WORK TO DO:
- a) In the Rails Docker setup guide below, rewrite the paragraph beginning "You’ll notice we don’t provision the database" as a short bulleted list that keeps its main facts.
- b) Extend the Rails Docker setup guide below by writing what comes after its final sentence.

DOCUMENT PASSAGE:
Rails Docker App: Setup
In this paper will document the process of upgrading this standard monolithic rails app to be managed by Docker & Compose. In the next article, document how to update a more complicated modern SOA rails app to Docker and then deploy to production with Kubernetes.
Motivation
Why Dockerize? Here’s the alternative. If I start from a fresh computer, the reproducible steps needed to bootstrap a complicated stack like rails are very complicated. Here are a few I can enumerate:
Setup ENV
- Install xcode build tools
- Install ruby and choose version manager(rbenv/rvm)
- Install Postgres & javascript runtime and maintain it
- Install git and clone the repo
- Install the gems (hope native components build)
Start ENV
- Start the database
- Migrate the database
- Start rails
Every time I work the app I have to do these 3 steps. It may not seem that bad, but I have another app suite that is composed of 3 rails apps and 4 databases. It’s a real pain to start all of them up every time I want to work. Hopefully we can fix this w/ Docker and Compose.
Docker
This blog is a standard rails monolith with a PG database.
We need to add a file called Dockerfile
to the root of our rails project. In this file we will define everything we need to bootstrap the environment for which this app needs to run.
Dockerfile
FROM ruby:2.2.5
MAINTAINER Alex Egg <[email protected]>
RUN apt-get update && apt-get install -y \
libpq-dev \
build-essential \
nodejs \
qt5-default \
wget\
python2.7-dev \
vim
ENV APP_HOME /app
RUN mkdir $APP_HOME
WORKDIR $APP_HOME
ADD ./Gemfile* $APP_HOME/
RUN bundle install
COPY . $APP_HOME/
CMD sh $APP_HOME/bin/init.sh
This will provision our image based off of a standard ruby image in Dockerhub which is based off of Ubuntu.
- On line 4 I install all the system dependencies the app will need. You probably remember installing all these when you first setup your computer to have a build environment.
- In the next block of commands we create the directory on the container where the source code will be copied.
- In the next block, we install the gems for the app
- In the next block we copy the source code from our local machine to the docker container
- In the final block we run the startup script for the app,
init.sh
- Note: we did not provision a database here, see below
init.sh
export SECRET_KEY_BASE=$(bundle exec rake secret)
bundle exec foreman start
We can build our image w/ the build
command
docker build -t eggie5/blog .
Database Container
You’ll notice we don’t provision the database in the Dockerfile above. We could have written the commands to download and install it, but there is already a community docker image for Postgres that we can use. This a common pattern in Docker: to compose our app of various atomic containers.
We will boot up the database container and link to it to our rails container:
docker run --name db -e POSTGRES_PASSWORD=password -e POSTGRES_USER=rails -d postgres
The above command pulled the postgres
image from Dockerhub, named it db
and passed in some default credentials. See the official docs for this image on docker hub: https://hub.docker.com/_/postgres/
Now let’s start our rails container and link it to the db
container we just started:
docker run --name web -d -p 3000:3000 --link db:pg eggie5/blog
You’ll notice that we linked the db image to the label pg
. So we have a DNS host called pg
that the rails app can connect to.

DATASET:
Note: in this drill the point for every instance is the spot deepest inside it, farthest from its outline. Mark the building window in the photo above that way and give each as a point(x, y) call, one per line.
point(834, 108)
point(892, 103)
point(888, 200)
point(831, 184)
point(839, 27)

RESULTS FOR EACH TASK:
- a)
- The Dockerfile does not provision the database.
- Commands to download and install it could have been written there.
- A community Docker image for Postgres already exists and can be used instead.
- This reflects a common Docker pattern: building an app out of various atomic containers.

- b)
Run the migrations:
docker run --name web bundle exec rake db:migrate
At this point I should be able to hit my localhost and see the site up and running.
There was a lot of manual work linking the two containers together. What if I had 3 rails apps and 4 databases? We can script the orchestration of containers using Docker Compose.
Docker Compose
In a Compose file we can link together many disparate containers. In our simple case, we have just 2 containers: the main rails app and a container that runs our PG database. In a more complicated environment you may have many different rails apps and many different databases that need to talk to each other.
docker-compose.yml
version: '2'
services:
db:
image: postgres:9.4.1
ports:
- "5432:5432"
web:
build: .
ports:
- "3000:3000"
links:
- db
volumes:
- ./rails_app:/app
env_file:
- .env.dev
In our Compose file above, we define two services: one for the rails app and one for the database.
- In the db service we use an image name which will pull from Dockerhub. When it starts up it will be listening on port 5432 which is PG’s default and we will open an external port 5432 for rails to connect.
- The web service says
build
instead ofimage
meaning the image (Dockerfile) is in the same directory ie we don’t need to fetch it from Dockerhub. It also, links the database by using the labeldb
defined in the db service section. This means that we will have a DNS entry in our web env called ‘db’, so we can connect to our db at the hostdb
instead of an IP address. - The
volumes
section is important as it allows us to update your code and see the changes in real-time. It links out local code w/ the code in the container. - The last config is the env file where we pass in all the settings in our app to comply w/ the 12 factor app paradigm.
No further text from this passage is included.